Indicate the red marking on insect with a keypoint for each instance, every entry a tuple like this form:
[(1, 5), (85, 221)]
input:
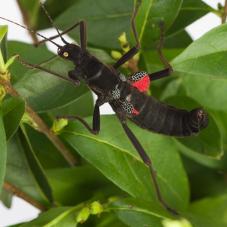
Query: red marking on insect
[(135, 112), (143, 84)]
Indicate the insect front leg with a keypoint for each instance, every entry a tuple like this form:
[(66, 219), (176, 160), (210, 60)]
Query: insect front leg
[(134, 50), (83, 34), (146, 159), (168, 68), (96, 117)]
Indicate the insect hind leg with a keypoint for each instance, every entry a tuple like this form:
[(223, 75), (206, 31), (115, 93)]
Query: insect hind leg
[(146, 159)]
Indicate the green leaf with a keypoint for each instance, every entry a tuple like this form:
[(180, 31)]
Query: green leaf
[(30, 11), (134, 213), (6, 198), (3, 32), (202, 69), (190, 11), (56, 217), (18, 172), (160, 11), (72, 108), (98, 15), (46, 152), (79, 186), (116, 158), (13, 110), (3, 43), (2, 151), (179, 39), (202, 143), (44, 91), (204, 181), (28, 53), (35, 166), (208, 212)]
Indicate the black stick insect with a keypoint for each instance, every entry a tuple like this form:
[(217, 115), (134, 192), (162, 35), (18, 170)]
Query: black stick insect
[(126, 97)]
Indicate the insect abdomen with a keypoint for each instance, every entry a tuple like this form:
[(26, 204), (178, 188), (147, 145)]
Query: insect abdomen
[(168, 120)]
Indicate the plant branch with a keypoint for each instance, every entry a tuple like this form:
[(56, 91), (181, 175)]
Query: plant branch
[(16, 191), (42, 126), (224, 15)]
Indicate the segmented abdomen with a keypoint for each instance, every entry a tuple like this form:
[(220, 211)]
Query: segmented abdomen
[(162, 118)]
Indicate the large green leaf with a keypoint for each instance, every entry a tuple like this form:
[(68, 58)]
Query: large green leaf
[(202, 143), (164, 11), (204, 181), (78, 182), (35, 166), (2, 151), (116, 15), (18, 172), (209, 212), (99, 14), (44, 92), (191, 10), (116, 158), (29, 53), (202, 68), (13, 110), (135, 213), (56, 217)]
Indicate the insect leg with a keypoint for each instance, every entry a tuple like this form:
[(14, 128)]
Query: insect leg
[(83, 34), (168, 70), (160, 74), (32, 66), (96, 120), (160, 47), (148, 162), (133, 51)]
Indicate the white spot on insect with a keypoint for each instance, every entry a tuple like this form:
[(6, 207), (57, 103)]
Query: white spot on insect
[(116, 93), (138, 75)]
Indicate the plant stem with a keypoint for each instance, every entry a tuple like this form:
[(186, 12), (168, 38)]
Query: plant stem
[(42, 126), (16, 191), (224, 15)]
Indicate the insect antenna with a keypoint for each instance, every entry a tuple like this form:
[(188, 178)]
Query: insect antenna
[(31, 30), (52, 23)]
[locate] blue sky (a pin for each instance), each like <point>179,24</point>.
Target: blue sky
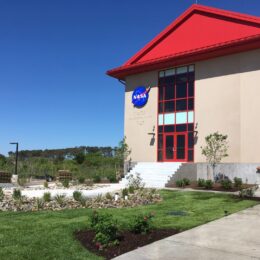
<point>54,55</point>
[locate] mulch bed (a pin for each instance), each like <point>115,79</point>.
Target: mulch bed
<point>127,241</point>
<point>216,187</point>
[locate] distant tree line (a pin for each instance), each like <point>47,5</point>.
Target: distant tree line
<point>66,153</point>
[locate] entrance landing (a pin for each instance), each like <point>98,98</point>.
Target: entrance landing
<point>153,174</point>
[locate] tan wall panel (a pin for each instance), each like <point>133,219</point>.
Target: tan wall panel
<point>250,106</point>
<point>139,122</point>
<point>226,100</point>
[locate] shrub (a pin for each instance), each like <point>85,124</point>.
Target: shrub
<point>186,181</point>
<point>77,195</point>
<point>39,204</point>
<point>65,183</point>
<point>97,179</point>
<point>238,182</point>
<point>81,179</point>
<point>60,198</point>
<point>106,229</point>
<point>131,190</point>
<point>141,224</point>
<point>112,178</point>
<point>208,184</point>
<point>248,193</point>
<point>180,183</point>
<point>226,184</point>
<point>46,196</point>
<point>22,181</point>
<point>135,181</point>
<point>109,196</point>
<point>83,201</point>
<point>98,198</point>
<point>201,182</point>
<point>1,194</point>
<point>17,195</point>
<point>124,192</point>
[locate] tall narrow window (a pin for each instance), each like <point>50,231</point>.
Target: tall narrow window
<point>176,113</point>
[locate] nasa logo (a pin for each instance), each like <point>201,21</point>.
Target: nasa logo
<point>140,96</point>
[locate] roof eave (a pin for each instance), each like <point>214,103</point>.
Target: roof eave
<point>210,52</point>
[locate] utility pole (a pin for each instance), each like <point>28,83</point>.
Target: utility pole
<point>16,156</point>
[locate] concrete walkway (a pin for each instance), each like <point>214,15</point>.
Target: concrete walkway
<point>235,237</point>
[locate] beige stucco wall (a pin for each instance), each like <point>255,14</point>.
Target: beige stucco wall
<point>139,122</point>
<point>227,93</point>
<point>227,99</point>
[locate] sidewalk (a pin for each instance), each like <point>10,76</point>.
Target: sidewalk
<point>235,237</point>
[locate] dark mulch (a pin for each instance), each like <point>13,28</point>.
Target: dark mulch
<point>127,241</point>
<point>216,187</point>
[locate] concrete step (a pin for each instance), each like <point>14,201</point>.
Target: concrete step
<point>153,174</point>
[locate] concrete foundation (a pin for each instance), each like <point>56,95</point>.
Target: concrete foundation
<point>193,171</point>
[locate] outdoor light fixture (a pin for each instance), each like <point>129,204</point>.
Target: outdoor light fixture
<point>16,155</point>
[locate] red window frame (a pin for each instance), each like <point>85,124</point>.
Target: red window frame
<point>189,129</point>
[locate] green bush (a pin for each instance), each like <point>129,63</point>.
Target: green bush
<point>77,195</point>
<point>186,181</point>
<point>1,194</point>
<point>97,179</point>
<point>22,181</point>
<point>109,196</point>
<point>226,184</point>
<point>106,229</point>
<point>201,183</point>
<point>112,178</point>
<point>208,184</point>
<point>17,195</point>
<point>180,183</point>
<point>66,183</point>
<point>124,192</point>
<point>238,182</point>
<point>39,204</point>
<point>131,189</point>
<point>46,196</point>
<point>141,224</point>
<point>248,193</point>
<point>60,198</point>
<point>81,179</point>
<point>135,181</point>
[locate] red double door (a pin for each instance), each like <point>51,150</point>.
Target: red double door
<point>175,147</point>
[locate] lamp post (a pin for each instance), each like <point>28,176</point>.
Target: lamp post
<point>16,156</point>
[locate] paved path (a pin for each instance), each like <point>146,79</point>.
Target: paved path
<point>235,237</point>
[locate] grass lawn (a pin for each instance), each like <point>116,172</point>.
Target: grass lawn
<point>49,235</point>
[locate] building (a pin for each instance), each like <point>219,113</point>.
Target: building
<point>200,75</point>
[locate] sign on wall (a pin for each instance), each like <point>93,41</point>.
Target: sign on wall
<point>140,96</point>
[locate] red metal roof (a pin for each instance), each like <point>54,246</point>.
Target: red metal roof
<point>199,33</point>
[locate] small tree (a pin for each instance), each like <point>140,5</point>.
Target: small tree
<point>215,149</point>
<point>122,152</point>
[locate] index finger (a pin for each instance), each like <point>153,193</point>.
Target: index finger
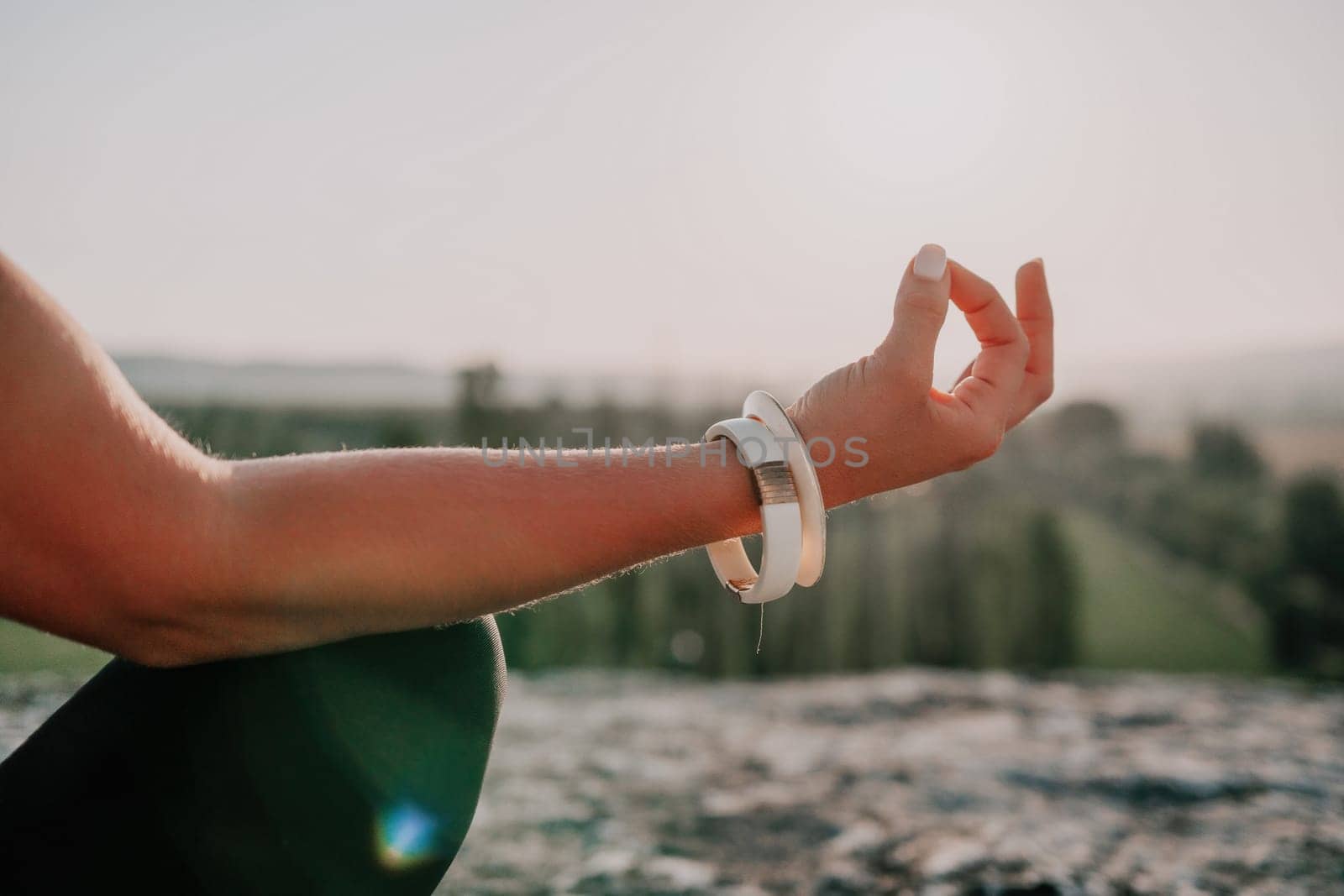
<point>998,371</point>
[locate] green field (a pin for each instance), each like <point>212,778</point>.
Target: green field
<point>1144,611</point>
<point>1140,610</point>
<point>24,649</point>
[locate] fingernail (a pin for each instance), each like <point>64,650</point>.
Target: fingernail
<point>931,262</point>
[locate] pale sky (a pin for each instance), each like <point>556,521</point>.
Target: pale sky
<point>604,184</point>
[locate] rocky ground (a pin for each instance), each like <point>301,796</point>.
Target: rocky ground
<point>900,782</point>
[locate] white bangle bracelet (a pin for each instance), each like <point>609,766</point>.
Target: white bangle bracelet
<point>792,521</point>
<point>764,407</point>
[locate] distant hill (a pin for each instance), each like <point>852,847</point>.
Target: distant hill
<point>186,380</point>
<point>1273,387</point>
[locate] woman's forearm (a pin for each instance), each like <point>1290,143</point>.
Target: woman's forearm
<point>331,546</point>
<point>120,533</point>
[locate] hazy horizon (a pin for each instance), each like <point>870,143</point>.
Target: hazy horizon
<point>600,186</point>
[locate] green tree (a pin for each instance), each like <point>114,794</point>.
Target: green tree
<point>1222,452</point>
<point>1054,579</point>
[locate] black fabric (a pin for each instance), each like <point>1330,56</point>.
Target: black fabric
<point>346,768</point>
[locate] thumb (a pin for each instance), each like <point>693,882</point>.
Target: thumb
<point>920,312</point>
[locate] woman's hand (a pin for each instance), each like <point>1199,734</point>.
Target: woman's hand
<point>911,430</point>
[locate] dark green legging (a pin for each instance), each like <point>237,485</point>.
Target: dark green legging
<point>346,768</point>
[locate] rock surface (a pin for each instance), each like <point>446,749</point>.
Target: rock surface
<point>917,781</point>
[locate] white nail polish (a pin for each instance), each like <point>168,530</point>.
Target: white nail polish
<point>931,262</point>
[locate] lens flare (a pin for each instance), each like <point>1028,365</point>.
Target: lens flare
<point>405,836</point>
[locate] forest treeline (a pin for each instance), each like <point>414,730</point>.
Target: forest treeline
<point>972,570</point>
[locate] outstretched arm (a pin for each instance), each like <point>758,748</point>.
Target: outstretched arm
<point>120,533</point>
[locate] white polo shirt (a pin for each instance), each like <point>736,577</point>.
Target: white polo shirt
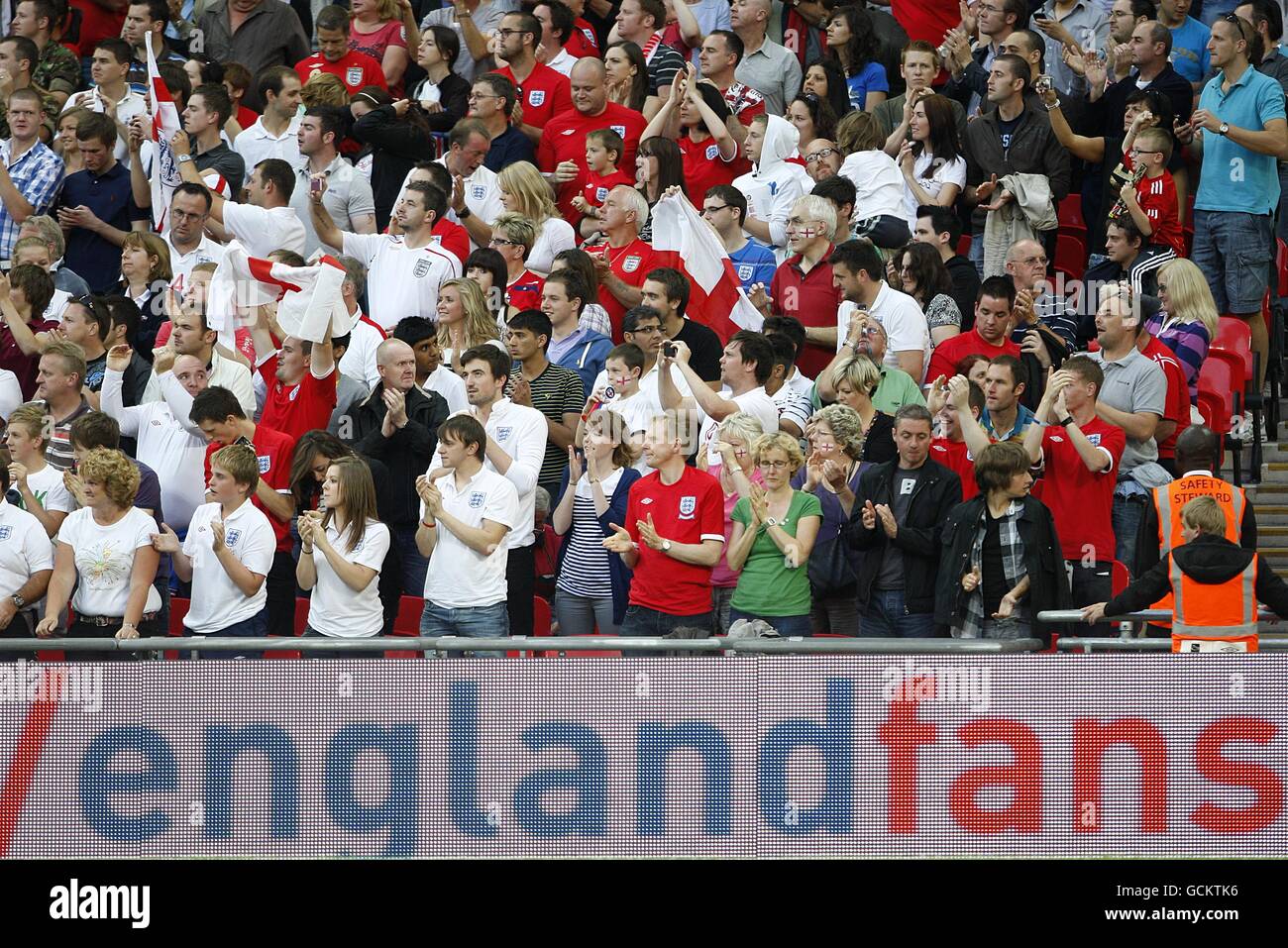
<point>520,432</point>
<point>450,385</point>
<point>265,230</point>
<point>755,402</point>
<point>217,603</point>
<point>258,143</point>
<point>335,608</point>
<point>181,264</point>
<point>400,281</point>
<point>25,549</point>
<point>166,446</point>
<point>460,578</point>
<point>903,321</point>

#####

> _PROMPT_
Reproduce the data above verbatim, everything from the line containing "[locate] entrance landing" down to the line containing "<point>226,100</point>", with both of those lines included.

> _TASK RESPONSE_
[locate] entrance landing (a pin for each instance), each like <point>98,98</point>.
Target: entrance landing
<point>153,174</point>
[locate] tan wall panel (a pin for each instance), each like <point>133,219</point>.
Target: tan wall panel
<point>250,106</point>
<point>139,122</point>
<point>226,100</point>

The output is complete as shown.